#### [Do this]
Which lines in the entries below contain the word "right"? Copy every one of them.

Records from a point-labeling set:
--

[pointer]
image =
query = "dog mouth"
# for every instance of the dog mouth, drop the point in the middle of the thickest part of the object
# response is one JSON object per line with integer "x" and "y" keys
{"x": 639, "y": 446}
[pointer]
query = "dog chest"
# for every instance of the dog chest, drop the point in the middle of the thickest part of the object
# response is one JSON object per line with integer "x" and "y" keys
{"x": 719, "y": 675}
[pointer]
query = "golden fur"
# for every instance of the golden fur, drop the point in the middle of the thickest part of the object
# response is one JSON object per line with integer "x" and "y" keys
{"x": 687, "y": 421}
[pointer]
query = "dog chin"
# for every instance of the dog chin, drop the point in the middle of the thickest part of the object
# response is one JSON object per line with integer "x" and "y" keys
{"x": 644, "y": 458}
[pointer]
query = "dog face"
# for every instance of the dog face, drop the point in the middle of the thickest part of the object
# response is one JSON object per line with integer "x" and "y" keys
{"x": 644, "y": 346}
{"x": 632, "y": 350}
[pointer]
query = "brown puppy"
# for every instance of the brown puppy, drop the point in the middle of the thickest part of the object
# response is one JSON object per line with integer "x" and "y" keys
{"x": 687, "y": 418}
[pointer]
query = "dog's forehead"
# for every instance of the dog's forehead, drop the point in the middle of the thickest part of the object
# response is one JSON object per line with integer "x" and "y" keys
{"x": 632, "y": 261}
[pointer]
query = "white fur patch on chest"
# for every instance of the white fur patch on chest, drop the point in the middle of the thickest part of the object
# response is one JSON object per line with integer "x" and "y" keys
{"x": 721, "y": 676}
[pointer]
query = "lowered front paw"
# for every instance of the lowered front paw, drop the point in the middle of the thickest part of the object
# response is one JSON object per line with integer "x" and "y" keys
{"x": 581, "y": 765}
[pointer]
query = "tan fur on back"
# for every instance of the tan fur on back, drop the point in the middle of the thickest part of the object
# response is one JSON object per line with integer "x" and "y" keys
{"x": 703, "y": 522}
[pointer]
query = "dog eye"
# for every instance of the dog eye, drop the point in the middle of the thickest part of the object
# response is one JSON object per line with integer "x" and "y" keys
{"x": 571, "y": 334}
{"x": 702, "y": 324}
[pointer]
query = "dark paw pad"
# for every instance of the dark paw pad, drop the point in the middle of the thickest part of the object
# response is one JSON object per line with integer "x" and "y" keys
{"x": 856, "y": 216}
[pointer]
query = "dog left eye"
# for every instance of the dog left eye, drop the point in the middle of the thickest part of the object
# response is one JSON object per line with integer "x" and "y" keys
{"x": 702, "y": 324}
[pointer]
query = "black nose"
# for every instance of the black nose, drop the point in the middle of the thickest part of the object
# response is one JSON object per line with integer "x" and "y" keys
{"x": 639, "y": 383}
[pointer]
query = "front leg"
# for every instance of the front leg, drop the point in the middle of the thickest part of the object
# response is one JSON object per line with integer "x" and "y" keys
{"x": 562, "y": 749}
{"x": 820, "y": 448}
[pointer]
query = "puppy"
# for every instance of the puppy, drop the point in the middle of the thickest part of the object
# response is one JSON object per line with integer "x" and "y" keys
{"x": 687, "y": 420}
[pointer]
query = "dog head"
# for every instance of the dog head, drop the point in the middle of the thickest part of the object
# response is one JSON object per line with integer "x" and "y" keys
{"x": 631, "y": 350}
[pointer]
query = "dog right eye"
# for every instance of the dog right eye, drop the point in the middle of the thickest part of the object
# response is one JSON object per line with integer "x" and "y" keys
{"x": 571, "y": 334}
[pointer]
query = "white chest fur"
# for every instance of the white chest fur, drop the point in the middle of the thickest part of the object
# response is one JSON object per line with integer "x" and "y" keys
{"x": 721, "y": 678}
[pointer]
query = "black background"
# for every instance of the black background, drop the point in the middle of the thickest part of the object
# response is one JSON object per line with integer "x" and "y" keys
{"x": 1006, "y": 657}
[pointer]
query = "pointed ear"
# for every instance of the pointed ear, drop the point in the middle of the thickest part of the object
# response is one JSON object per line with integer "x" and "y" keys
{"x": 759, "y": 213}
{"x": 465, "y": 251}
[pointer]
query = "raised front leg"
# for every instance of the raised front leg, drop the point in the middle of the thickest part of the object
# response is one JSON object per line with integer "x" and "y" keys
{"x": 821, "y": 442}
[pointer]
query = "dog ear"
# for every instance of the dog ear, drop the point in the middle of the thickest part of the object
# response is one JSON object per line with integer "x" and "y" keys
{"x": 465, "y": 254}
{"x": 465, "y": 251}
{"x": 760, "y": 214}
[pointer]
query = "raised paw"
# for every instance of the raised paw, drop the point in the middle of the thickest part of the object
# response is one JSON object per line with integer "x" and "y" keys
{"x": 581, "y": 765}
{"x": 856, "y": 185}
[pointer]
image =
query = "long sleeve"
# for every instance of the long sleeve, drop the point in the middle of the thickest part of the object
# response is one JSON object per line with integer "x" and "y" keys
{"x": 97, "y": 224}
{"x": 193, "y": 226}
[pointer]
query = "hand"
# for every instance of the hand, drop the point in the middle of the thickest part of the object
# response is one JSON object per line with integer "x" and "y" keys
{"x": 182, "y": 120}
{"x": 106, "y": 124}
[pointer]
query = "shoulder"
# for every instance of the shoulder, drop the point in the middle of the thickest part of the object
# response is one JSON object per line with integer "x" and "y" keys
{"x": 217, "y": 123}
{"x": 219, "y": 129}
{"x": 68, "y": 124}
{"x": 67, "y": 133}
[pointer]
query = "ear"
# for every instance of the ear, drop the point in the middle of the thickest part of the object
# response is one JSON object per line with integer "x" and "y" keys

--

#### [Output of the task]
query = "dog right eye"
# for every instance of the dog right eye, drop the point in the middle of the thickest part of the object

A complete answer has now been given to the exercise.